A run of records:
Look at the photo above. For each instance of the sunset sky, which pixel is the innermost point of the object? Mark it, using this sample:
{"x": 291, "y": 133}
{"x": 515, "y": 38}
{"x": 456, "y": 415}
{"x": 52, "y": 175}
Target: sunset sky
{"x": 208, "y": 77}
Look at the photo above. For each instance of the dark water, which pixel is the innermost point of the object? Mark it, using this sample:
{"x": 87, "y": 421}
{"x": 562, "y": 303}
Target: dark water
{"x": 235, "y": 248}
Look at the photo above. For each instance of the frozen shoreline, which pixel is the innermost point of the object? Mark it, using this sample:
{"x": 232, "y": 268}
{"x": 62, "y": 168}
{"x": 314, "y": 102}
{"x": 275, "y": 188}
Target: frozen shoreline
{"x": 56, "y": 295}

Goal |
Begin at the line containing "Look at the photo above. For each instance of the dark" and reproduce each line through the end of the records above.

Task result |
Look at the photo above. For each instance of the dark water, which pixel is the innermost point of the object? Mark it, using this sample:
{"x": 87, "y": 421}
{"x": 562, "y": 303}
Target: dark water
{"x": 235, "y": 248}
Look at the photo above. For each instance of the frozen shoreline, which pixel is the innermost point of the object? Mark it, using this sample:
{"x": 232, "y": 268}
{"x": 62, "y": 168}
{"x": 314, "y": 102}
{"x": 275, "y": 188}
Target: frozen shoreline
{"x": 56, "y": 295}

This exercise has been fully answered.